What to work on ▸ Copy these lines word for word, beginning at the line that contains "query (the noun phrase to segment): fence post" and stopping after the line that contains "23 201 L 23".

Region outline entries ▸

===

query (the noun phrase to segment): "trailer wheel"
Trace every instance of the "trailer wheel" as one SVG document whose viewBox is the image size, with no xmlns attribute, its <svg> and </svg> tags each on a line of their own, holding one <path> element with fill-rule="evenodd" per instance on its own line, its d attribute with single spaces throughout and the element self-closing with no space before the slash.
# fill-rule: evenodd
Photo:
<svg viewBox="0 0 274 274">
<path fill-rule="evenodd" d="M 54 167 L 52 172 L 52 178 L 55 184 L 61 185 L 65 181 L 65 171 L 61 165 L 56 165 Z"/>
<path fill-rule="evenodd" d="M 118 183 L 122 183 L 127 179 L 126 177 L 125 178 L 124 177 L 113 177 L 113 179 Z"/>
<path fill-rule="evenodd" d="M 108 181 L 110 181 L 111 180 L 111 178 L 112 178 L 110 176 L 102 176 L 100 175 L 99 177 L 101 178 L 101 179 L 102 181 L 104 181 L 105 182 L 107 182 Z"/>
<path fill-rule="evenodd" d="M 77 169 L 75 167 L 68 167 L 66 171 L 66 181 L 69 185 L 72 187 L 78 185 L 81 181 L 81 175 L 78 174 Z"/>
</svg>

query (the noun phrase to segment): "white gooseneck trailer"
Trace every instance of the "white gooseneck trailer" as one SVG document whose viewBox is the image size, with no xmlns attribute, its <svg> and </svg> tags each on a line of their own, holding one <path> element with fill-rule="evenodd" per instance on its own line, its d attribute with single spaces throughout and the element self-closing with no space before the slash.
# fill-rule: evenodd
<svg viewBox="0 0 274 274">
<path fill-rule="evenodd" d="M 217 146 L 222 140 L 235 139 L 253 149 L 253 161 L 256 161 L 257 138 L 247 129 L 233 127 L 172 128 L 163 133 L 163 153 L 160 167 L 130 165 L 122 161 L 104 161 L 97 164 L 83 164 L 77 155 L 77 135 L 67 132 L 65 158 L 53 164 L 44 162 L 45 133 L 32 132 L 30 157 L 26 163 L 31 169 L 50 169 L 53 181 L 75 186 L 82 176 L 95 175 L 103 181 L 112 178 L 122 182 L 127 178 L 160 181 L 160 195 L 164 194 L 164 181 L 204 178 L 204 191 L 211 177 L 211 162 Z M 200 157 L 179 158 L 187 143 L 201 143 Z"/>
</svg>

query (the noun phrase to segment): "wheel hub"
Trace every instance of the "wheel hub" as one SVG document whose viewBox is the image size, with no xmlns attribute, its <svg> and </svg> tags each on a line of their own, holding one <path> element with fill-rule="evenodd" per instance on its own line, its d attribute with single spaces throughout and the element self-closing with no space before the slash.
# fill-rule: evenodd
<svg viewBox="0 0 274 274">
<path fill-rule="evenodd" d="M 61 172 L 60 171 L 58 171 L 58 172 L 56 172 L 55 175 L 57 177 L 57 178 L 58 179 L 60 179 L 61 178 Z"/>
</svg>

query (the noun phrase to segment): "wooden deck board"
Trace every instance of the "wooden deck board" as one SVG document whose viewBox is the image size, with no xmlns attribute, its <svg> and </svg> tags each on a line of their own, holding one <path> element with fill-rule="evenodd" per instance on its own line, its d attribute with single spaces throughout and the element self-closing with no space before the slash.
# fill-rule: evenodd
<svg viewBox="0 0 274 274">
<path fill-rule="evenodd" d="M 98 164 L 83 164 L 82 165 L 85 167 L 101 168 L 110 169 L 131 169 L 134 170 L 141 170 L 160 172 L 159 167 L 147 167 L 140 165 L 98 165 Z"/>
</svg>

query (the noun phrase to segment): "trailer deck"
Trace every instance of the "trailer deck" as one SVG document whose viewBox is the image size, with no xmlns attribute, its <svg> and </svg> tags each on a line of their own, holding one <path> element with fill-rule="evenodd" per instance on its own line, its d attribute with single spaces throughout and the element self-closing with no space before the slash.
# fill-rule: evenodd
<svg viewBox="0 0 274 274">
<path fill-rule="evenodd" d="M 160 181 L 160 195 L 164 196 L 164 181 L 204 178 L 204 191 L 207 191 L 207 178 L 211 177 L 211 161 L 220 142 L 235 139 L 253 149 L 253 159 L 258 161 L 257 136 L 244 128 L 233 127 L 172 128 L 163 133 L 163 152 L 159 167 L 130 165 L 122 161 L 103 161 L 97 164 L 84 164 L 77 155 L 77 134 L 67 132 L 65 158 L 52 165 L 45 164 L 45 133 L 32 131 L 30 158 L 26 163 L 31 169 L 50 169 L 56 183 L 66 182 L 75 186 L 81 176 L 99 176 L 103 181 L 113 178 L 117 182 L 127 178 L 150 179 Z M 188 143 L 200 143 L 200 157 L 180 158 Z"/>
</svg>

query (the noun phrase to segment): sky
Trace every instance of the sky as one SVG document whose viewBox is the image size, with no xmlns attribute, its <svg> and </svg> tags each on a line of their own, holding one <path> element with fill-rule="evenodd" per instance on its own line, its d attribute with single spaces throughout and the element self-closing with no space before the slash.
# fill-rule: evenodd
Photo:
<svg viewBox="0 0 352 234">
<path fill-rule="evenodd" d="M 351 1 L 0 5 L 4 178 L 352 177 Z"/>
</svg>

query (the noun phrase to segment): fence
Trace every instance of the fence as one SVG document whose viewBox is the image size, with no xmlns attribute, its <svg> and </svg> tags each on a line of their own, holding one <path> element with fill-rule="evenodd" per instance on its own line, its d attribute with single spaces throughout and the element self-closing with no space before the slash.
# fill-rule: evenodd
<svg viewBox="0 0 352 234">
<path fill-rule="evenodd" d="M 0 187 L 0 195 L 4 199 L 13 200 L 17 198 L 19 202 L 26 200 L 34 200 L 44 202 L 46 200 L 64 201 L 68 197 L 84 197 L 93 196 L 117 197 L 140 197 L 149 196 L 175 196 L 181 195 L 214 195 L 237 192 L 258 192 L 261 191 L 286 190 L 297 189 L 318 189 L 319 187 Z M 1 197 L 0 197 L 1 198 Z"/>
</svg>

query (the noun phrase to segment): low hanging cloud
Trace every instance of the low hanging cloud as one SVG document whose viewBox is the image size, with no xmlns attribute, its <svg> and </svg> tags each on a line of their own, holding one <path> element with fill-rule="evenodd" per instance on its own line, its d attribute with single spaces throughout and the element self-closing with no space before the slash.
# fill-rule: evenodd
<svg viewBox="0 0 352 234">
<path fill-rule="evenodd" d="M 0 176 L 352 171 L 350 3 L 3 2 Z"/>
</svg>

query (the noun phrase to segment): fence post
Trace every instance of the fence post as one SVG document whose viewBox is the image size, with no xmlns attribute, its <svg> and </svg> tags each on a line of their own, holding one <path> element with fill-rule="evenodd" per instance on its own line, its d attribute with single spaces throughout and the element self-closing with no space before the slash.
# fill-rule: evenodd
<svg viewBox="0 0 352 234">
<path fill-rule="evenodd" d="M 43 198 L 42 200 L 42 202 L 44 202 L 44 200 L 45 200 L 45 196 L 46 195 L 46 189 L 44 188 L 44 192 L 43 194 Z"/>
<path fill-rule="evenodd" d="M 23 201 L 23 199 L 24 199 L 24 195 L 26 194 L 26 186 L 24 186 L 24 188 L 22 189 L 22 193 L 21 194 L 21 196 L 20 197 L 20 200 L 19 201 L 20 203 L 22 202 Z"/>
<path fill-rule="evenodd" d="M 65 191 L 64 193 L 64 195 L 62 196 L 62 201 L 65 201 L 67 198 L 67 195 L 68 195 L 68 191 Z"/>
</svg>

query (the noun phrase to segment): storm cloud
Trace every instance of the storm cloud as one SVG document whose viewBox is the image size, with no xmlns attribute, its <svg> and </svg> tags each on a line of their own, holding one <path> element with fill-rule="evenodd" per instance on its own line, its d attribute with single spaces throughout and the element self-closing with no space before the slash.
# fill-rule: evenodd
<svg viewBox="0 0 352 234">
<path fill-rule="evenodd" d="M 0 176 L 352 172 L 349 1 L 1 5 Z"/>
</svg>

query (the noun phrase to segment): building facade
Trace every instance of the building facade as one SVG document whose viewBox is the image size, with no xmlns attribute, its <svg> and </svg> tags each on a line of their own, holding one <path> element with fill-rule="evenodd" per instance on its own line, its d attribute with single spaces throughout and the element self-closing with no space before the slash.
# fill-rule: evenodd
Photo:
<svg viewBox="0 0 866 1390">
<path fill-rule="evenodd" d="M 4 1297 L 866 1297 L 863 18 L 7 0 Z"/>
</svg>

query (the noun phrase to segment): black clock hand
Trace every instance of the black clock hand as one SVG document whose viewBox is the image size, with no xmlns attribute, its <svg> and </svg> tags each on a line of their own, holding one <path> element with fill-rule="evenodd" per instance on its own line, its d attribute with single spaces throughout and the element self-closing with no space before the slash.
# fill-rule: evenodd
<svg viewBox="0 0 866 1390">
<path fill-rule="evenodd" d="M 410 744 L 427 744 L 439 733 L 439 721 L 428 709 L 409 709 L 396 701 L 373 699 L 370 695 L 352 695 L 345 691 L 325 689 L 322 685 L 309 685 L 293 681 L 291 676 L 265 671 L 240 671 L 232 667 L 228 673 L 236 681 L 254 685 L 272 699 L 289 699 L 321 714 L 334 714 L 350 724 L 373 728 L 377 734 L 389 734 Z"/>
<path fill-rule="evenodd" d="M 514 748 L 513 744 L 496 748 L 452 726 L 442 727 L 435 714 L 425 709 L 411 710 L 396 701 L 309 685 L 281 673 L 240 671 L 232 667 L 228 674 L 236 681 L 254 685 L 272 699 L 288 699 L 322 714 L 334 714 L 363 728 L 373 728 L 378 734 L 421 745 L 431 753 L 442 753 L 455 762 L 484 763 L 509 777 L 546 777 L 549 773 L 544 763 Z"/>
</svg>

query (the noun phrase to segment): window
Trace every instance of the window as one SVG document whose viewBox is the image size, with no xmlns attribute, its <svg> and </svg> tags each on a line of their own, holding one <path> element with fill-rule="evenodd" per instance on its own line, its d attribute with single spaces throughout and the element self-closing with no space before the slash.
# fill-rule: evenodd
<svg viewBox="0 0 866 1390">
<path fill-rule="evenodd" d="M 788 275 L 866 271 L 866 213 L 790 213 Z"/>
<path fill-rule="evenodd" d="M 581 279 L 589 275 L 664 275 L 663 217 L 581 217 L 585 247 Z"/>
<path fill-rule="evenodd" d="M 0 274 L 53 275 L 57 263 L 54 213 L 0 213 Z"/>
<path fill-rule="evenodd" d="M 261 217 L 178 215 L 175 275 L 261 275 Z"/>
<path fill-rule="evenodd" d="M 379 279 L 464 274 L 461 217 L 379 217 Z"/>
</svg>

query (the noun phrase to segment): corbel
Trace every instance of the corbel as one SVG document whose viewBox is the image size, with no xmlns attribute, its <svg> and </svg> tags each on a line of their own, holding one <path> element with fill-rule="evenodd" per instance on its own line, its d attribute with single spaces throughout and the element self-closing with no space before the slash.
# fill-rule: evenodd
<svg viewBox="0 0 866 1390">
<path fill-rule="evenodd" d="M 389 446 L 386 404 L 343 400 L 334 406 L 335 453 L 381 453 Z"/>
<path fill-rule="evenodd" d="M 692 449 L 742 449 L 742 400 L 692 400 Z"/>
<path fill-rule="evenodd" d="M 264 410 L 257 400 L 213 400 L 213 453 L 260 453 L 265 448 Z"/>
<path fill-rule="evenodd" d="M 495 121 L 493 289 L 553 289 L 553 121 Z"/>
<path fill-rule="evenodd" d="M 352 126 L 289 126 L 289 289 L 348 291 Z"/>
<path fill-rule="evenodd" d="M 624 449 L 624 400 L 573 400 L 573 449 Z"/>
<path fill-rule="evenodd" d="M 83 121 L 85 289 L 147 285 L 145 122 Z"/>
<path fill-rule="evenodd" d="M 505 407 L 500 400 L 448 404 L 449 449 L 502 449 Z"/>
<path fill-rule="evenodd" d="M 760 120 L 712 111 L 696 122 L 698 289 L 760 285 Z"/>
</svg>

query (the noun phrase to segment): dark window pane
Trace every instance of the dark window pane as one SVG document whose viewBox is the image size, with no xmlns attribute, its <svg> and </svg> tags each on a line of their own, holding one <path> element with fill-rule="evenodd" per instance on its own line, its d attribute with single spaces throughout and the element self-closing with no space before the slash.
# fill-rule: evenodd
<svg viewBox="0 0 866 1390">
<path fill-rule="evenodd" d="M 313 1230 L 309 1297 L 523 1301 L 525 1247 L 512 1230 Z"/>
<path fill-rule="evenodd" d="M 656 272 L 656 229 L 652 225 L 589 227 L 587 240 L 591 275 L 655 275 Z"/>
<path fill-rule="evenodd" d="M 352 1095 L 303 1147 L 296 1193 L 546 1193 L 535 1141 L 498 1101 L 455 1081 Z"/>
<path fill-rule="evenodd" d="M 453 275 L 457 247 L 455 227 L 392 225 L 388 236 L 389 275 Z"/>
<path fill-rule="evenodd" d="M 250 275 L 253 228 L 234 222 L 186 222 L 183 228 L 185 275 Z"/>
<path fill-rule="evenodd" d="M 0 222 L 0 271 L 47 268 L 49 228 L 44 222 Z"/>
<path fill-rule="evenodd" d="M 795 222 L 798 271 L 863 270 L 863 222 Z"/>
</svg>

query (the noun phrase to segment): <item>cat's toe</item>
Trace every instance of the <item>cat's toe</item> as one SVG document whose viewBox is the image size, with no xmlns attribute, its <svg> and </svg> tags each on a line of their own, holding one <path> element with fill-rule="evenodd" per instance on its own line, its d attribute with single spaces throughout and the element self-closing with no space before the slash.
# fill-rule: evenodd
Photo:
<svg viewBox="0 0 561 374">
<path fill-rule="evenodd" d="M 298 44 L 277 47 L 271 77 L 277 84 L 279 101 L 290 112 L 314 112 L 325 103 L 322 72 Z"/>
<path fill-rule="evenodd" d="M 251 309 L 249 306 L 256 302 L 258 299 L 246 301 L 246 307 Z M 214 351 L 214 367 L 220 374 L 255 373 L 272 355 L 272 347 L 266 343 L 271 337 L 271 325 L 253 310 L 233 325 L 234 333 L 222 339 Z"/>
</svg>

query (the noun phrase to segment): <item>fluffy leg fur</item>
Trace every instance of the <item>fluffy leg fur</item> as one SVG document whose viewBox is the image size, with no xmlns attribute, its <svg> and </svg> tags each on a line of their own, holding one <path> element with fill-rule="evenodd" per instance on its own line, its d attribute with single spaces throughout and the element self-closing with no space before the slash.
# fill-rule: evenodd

===

Solution for this problem ▸
query (the noun phrase to segment): fence post
Trace every instance of the fence post as one SVG document whose viewBox is the image size, with no xmlns attribute, its <svg> and </svg> tags each on a line of their own, holding one <path> element with fill-rule="evenodd" per instance on its own line, its d attribute with single spaces throughout and the element self-closing with no space before the slash.
# fill-rule: evenodd
<svg viewBox="0 0 352 234">
<path fill-rule="evenodd" d="M 43 198 L 42 200 L 42 202 L 44 202 L 44 200 L 45 200 L 45 196 L 46 195 L 46 189 L 44 188 L 44 192 L 43 194 Z"/>
<path fill-rule="evenodd" d="M 23 201 L 23 199 L 24 199 L 24 195 L 26 194 L 26 186 L 24 186 L 24 188 L 22 189 L 22 193 L 21 194 L 21 196 L 20 197 L 20 200 L 19 201 L 20 203 L 22 202 Z"/>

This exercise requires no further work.